WHAT TO WORK ON:
[1] In the TOP Recruitment article, condense the paragraph beginning "We can't place anyone who doesn't have a job" into two or three short sentences, keeping its main points.
[2] According to the TOP Recruitment article, what is the minimum amount of experience a person needs before the firm will place them?

— BEGIN DOCUMENT SEGMENT —

Logo of Phnom Penh Post newspaper Phnom Penh Post - Take any job, even making coffee, says TOP Recruitment

Take any job, even making coffee, says TOP Recruitment

Take any job, even making coffee, says TOP Recruitment

THE managing director of one of Phnom Penh’s leading recruitment companies says young Cambodians just starting out should take any job at a company they like – even if it is making coffee – because that’s what will get them the experience they need to make future gains in their careers.

Kevin Britten, Managing Director of TOP Recruitment Cambodia, says it doesn’t matter whether you’re applying for an IT, accounting or general management position. What matters is experience.

“Young Cambodians should find as good a company as possible and take any job in it.  Go by the reputation of the company. Even if you’re only making coffee, you’re learning.  You’ll be identified as someone who is inside the company who can grow with the company.

“Staff development is constant in a good company. Companies that don’t grow their staff lose them,” Britten said. Another important point is – be somebody who knows what they are doing around the office.

“People want to hire people who are good to have around the office. People hire people like themselves. Foreigner employers are looking for people who connect with that foreign wavelength – who aren’t obsessed with hierarchy and position and status – and who can ride through that and understand that, but can then go and behave in a foreign way and that’s required,” Britten said.

Interestingly, education is less important than experience in getting a job, according to Britten.

“One of the things that we are never asked is a list of education qualifications. If we present a candidate, very, very rarely will a client come back and say ‘this guy doesn’t have a degree so we can’t hire him’. That’s never happened.”

Britten says the best thing a young Cambodian can have to get a job is creativity, thinking for one’s self. He says that often in education, that’s not what’s asked of students – especially in traditional education systems.

“Sitting quietly and soaking up the answer from the teacher is what you’re taught,” Britten said. “No employer needs that.

“We can’t place anyone who doesn’t have a job – so get a job, even if it’s making coffee, because you are learning what it is to get up and go to work, what office behaviour is like, what office systems are like. “Even if you are only tasked with carrying a piece of paper from point A to point B, you quickly learn that you are part of a bigger system.”

One hundred percent of Britten’s clients already have jobs and nobody is placed unless they have a minimum of three years of experience.

“We don’t touch anyone with less than three years experience,” he said.

According to the three years’ minimum of experience, Britten and his team, located in the Phnom Penh Center, advise their clients to stay in their jobs until they have the three years. “People need to work their way through the system. We regularly say to people ‘you should stay where you are’ because nobody will give you more than you’re getting now.

Or we say: ‘You have changed jobs three times in four years. I’m not going to present your CV to my client because he won’t believe you’ll stay’.”

Ninety-five percent TOP Recruitment’s customers are Cambodians – many of whom start with salaries of between US$150 to $200 per month.

“Within three to five years they will be up to $500 to $700 per month if they’re good,” Britten said.

— END DOCUMENT SEGMENT —
— BEGIN DATASET CONTENT —

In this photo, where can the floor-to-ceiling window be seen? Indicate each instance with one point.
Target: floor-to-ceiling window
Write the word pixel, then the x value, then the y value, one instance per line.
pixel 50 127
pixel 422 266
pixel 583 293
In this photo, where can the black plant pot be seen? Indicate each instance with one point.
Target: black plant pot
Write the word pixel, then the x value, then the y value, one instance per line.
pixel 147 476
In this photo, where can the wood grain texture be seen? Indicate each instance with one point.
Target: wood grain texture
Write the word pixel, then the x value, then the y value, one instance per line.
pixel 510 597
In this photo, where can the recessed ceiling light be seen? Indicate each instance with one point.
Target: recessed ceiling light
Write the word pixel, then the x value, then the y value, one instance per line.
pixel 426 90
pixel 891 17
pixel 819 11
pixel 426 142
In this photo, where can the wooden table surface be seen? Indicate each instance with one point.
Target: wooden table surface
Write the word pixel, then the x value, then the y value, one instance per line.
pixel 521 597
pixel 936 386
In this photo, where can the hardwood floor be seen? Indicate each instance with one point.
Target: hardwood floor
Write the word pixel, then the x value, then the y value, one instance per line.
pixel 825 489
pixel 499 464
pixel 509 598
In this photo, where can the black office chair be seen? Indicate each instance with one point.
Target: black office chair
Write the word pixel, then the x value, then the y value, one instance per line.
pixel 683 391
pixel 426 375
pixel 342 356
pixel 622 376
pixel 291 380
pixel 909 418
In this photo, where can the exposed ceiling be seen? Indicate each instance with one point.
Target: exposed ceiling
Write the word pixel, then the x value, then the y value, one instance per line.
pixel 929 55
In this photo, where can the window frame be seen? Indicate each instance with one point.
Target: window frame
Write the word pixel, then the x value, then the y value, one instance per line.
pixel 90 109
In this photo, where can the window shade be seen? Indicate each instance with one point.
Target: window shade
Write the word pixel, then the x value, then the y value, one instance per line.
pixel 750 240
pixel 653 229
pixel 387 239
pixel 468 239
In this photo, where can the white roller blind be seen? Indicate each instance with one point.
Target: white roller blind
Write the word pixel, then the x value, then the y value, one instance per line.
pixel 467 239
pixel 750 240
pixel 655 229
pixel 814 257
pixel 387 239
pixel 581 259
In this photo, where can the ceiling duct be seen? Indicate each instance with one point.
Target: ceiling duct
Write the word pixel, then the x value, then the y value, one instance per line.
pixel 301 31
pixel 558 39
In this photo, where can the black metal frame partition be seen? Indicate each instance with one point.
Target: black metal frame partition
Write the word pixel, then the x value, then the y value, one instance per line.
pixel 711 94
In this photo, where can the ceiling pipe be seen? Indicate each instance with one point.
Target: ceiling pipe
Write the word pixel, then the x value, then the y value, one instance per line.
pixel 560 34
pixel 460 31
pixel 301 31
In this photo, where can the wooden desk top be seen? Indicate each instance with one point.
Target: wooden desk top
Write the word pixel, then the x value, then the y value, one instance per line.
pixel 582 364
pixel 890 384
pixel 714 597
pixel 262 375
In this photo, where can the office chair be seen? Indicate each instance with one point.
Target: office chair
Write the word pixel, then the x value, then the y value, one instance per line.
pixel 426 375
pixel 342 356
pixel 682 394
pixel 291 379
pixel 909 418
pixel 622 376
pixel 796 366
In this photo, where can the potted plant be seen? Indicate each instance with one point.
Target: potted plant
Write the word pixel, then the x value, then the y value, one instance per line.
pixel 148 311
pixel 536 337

— END DATASET CONTENT —

WORKED ANSWERS:
[1] TOP Recruitment can't place anyone who has no job, so young people should take any job, even making coffee. Working teaches them what it is to get up and go to work and how office behavior and office systems work. Even carrying paper from point A to point B shows them they are part of a bigger system.

[2] Three years of experience.